▶ [Problems and tasks]
1. According to the text about Setu and Kutch, how many villages, including hamlets, does Setu cover?
2. In the text about Setu and Kutch, copy everything from "Kutch has desserts, agri-lands, Wetlands, Grasslands, and" down to "of this place.", changing "Grasslands" to "Meadows".

▶ [Passage]
════

At Setu(A link between the community, the government & NGOs), we met Manish Sir, the facilitator of the session. The first thing that can make you feel interested in their session is their striking voice. Some voices are there to be heard and it was one of those voices. So, we started our session with our small introduction which we do every day in different spaces and the beautiful thing is we are adding 2-3 introductions every time. And this time we got a detailed introduction to Bhuj, Kutch. Kutch is the largest district of India having a semi-arid climate with zone-5 earthquake region. Kutch is called Kutch because when we see the map of Kutch upside-down it looks like ‘Kachua’(turtle).

Meet Manish Sir and Kachua, Kutch

Kutch has desserts, agri-lands, Wetlands, Grasslands, and the very famous white rann. The agriculture here is rain-fed and dryland agriculture it is called. The rich craft culture of Kutch is the attraction of this place.

As beautiful as the place is, Kutch also is a disaster-prone area, we hear almost every alternative year Kutch faces draught, and every decade an earthquake. This is where Setu comes into the picture as a program for relief from drought. The Kutch Nav Nirman Abhiyan is the umbrella of all the organizations working in Bhuj right now. KNNA focused on developing a rural cadre of youth, and data-driven policy advocacy at the state and district levels on key areas of intervention like primary education, drinking water, and disaster management. The network covered 450 villages in the district and intervened in natural resource management, local governance & capacity building of Panchayati raj institutions, women empowerment, legal aid, micro credit linkage, mainstreaming handicrafts, health, and education.

2001 was the tragedy shaking Kutch all over. The earthquake of scale 7.6 had an epi-center in the Kutch district. 15.5 million people were affected and 19988 lost their lives. A total of 338000 houses were destroyed. These can be numbers in some registers but when you visit the place and then think about this number, you will fear this number. The disaster left the space to be built again, people started rebuilding their lives again. So, from 2001-2004 Setu and the KNNA were walking with the community on this broken path. The intervention area now was wide and very important where Policy advocacy on housing, relief coordination with 156 NGOs, 21651 semi-permanent shelters in 253 villages, 10 minor irrigation schemes & 58 small dams repairing, 7035 permanent shelters in 105 villages, retrofitting of 1506 houses in 47 villages, 43 disabled friendly houses, livelihood support to 63 paraplegics, and 192 work shed reconstruction in 11 villages for artisans was done by the KNNA network.

As told by Manish sir, when the Kutcchi people overcame the earthquake and relief work was done, KNNA had this discussion among them, should they continue with what they were doing, or should they stop?  The good thing is they decided to continue.  

Setu right now plays a role in facilitating the development program in the village. Setu covers 404 villages including hamlets and reached approx 90,000 houses directly or indirectly and coordinated with 66 voluntary NGOs.

════

▶ [Data excerpts]
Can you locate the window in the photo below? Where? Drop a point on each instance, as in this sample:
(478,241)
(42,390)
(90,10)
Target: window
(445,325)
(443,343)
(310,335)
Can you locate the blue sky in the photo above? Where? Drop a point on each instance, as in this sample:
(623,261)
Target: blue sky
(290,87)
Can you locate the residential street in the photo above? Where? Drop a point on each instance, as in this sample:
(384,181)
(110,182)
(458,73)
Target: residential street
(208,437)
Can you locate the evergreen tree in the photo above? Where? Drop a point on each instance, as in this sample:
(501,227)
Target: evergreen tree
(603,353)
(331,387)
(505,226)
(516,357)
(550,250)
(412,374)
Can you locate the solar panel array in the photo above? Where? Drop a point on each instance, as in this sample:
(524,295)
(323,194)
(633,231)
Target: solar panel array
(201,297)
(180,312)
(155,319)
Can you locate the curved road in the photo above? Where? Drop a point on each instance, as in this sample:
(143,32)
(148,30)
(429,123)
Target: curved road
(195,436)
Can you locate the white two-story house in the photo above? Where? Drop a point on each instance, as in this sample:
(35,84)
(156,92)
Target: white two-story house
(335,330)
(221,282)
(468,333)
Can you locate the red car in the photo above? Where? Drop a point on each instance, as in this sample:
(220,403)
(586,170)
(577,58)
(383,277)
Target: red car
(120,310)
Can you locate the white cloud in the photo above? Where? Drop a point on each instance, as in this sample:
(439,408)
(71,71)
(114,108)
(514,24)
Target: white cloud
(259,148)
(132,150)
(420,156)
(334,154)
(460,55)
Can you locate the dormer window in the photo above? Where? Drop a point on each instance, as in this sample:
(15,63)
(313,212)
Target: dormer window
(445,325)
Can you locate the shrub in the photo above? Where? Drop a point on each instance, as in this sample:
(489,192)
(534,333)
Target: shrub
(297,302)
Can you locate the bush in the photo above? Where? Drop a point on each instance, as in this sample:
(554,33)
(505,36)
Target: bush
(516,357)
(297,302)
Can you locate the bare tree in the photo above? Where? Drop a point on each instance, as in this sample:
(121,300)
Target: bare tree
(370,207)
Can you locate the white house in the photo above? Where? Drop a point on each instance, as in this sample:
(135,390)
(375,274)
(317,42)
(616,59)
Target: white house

════

▶ [Solutions in order]
1. 404 villages, including hamlets.

2.
Kutch has desserts, agri-lands, Wetlands, Meadows, and the very famous white rann. The agriculture here is rain-fed and dryland agriculture it is called. The rich craft culture of Kutch is the attraction of this place.